▸ What to do
Through the last line of the entries, please copy every line exactly, starting with the one that contains "Target: plaid shorts".
*** Opening The data ***
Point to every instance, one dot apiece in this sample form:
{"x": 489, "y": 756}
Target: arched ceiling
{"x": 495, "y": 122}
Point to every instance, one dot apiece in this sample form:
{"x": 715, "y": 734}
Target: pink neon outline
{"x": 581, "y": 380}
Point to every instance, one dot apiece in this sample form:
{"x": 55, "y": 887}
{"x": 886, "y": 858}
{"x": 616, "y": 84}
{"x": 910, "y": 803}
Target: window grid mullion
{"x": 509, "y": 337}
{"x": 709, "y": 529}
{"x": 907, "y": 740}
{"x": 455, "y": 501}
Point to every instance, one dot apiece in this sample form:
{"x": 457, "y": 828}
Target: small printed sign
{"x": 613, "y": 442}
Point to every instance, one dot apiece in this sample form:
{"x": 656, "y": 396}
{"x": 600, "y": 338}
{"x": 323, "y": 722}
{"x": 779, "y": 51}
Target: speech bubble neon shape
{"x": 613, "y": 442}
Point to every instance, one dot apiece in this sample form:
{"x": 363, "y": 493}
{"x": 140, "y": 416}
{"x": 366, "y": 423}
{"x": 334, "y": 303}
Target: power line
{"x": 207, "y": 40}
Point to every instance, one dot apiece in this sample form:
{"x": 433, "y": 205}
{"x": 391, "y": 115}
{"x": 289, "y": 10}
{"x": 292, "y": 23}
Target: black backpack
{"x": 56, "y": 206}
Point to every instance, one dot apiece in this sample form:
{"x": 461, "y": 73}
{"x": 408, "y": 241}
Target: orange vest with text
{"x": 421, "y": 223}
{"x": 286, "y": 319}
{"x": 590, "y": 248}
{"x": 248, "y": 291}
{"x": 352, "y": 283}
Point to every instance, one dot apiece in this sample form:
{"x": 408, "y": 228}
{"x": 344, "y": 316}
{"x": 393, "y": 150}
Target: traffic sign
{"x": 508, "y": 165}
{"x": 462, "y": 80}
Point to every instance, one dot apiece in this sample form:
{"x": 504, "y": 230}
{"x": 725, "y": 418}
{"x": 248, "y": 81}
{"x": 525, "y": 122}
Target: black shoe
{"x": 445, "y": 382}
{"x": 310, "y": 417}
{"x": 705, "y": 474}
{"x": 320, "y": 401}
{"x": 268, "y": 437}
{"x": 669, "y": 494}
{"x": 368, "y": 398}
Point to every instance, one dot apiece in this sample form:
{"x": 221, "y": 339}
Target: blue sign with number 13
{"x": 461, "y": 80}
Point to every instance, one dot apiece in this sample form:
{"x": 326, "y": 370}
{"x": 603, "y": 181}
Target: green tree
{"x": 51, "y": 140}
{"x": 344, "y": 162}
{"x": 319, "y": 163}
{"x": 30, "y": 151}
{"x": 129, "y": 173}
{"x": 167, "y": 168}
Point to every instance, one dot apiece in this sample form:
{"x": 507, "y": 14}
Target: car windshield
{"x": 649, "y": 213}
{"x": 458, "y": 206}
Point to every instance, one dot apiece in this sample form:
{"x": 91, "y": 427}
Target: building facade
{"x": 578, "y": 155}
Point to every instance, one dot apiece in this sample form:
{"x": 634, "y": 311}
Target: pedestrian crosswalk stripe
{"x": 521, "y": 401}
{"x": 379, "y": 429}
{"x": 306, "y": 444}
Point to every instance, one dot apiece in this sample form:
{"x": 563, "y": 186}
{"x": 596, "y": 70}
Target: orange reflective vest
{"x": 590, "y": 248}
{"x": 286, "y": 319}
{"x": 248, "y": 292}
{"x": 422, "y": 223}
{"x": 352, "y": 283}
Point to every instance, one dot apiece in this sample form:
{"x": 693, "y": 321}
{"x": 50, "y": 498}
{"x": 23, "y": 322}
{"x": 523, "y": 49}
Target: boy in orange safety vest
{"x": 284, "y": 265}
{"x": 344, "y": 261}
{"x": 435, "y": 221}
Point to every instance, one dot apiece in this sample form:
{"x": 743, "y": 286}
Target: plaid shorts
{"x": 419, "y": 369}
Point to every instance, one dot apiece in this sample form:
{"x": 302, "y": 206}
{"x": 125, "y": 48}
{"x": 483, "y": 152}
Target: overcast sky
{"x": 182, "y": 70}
*** Closing The data ***
▸ Result
Target: plaid shorts
{"x": 419, "y": 369}
Point to every instance, one dot apiece in this sample form:
{"x": 302, "y": 206}
{"x": 125, "y": 48}
{"x": 483, "y": 152}
Target: overcast sky
{"x": 182, "y": 70}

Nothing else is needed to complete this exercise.